Items from a dataset:
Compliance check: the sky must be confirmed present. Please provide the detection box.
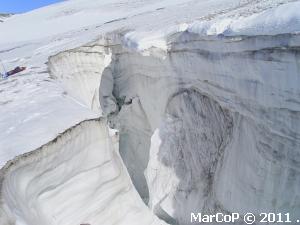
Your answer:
[0,0,64,13]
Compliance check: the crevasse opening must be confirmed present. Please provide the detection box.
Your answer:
[49,32,300,224]
[3,31,300,225]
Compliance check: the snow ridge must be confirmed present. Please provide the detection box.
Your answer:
[188,1,300,36]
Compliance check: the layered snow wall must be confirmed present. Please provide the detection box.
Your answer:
[49,43,113,113]
[0,119,166,225]
[48,31,300,225]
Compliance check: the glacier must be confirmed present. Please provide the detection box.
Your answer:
[0,0,300,225]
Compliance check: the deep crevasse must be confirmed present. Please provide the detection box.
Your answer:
[47,32,300,224]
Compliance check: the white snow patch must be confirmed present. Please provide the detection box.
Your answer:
[189,1,300,36]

*Aim of the exercise*: Write the lines out verbatim, from the one with "Compliance check: the snow" through the last line of the entries, and stop there.

*Written answer*:
Compliance check: the snow ridge must be confirmed present. Please provide the detection box.
Your answer:
[188,1,300,36]
Compliance check: the layered snow wall must be confirmed present. Please provide the detection box.
Your answer:
[49,43,113,113]
[0,119,166,225]
[48,31,300,225]
Compliance check: the glacier must be confirmed present. Please provide the detection box.
Your answer:
[0,0,300,225]
Compliance check: the deep crevasse must be confirmed present. Please provide the detection box.
Your answer:
[47,32,300,224]
Compliance check: the white snow patch must be confirmed present. Please provide the detection box.
Your answer:
[189,1,300,36]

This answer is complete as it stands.